| Reading passage |
Gundams. Giant robots. War. People who have no business piloting million-dollar war machines. War. The Gundam franchise asks simple questions: what would war on an interplanetary scale look like? What happens when the giant robots replace the common soldier as instruments of destruction? Just where is the point where ultra-violence becomes overkill?
The answer to all these questions is buried deep in a time-tested formula of space battles, character development, rivalries and the one truth that soldiers must ignore to win the day: the enemy is no different than us.
First staple of every Gundam series: the pilot.
THE PILOT: These robots aren’t given to just anyone. They require years of training to be used to their full potential. And yet, for such mighty machines, they do seem to fall into incapable hands. A lot. The protagonist is often a mechanic or designer; someone who understands the Gundam on a purely technical level. His lack of training fulfills a plot device: the pilot grows up with the audience as the series progresses. War changes people, especially those who have no right to be there or are thrust in the middle.
RIVALRIES: Massive battles mean massive stakes. The protagonist meets a kindred spirit only to watch her die at the hands of an enemy soldier. Then the protagonist kills someone close to the enemy soldier. A rivalry forms. The pilots’ battles take center stage. Verily, it seems the whole series revolves around them.

| Data under study |

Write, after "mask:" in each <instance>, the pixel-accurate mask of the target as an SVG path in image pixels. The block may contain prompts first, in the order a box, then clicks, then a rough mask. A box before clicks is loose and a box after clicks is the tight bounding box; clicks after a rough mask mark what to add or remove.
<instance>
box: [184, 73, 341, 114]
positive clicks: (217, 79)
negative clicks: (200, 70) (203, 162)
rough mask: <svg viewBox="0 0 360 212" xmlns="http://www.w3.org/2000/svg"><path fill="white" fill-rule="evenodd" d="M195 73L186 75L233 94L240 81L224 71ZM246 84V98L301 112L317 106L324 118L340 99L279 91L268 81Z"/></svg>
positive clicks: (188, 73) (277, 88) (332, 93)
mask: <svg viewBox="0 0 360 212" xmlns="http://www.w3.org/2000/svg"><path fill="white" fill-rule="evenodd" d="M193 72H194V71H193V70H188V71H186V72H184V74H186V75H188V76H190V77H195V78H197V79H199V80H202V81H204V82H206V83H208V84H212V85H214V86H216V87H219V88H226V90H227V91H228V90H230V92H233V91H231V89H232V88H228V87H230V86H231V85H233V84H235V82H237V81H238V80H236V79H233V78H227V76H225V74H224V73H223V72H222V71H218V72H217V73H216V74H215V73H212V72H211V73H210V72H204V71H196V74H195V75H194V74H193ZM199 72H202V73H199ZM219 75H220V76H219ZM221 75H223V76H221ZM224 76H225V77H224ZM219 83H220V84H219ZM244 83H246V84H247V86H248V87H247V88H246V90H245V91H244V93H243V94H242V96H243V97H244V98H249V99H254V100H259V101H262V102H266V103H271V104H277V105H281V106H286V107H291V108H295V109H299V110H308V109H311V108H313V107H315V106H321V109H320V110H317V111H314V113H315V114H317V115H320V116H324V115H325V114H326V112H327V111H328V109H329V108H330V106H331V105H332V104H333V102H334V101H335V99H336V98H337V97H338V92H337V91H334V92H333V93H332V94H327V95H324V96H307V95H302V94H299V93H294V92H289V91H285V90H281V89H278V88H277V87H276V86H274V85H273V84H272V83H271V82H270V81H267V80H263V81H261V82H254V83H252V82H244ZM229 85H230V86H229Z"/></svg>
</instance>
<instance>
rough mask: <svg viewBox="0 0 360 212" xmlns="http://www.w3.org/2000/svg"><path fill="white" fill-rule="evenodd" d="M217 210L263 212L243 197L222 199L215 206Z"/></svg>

| Your tasks |
A - In the Gundam article, what kind of person is the protagonist often?
B - Carry on writing the Gundam article from the point where it stops.

| Responses for each task |
A - A mechanic or designer who understands the Gundam on a purely technical level.

B -
FACES: Soldiers must inherently believe the enemy is some evil mastermind in order to fight them. They cannot accept a simple truth: their foes have families, names, and faces. They love, they grieve, they suffer. It’s hard to kill someone who could have lived down the street. Somewhere along the line the protagonist realizes this, and is saddled with the burden that he is killing people who, in another life, could have been neighbors. In response, a non-lethal stance in battle is developed, disabling enemy robots without killing the pilots. This extends into the belief of a “bright future for all.”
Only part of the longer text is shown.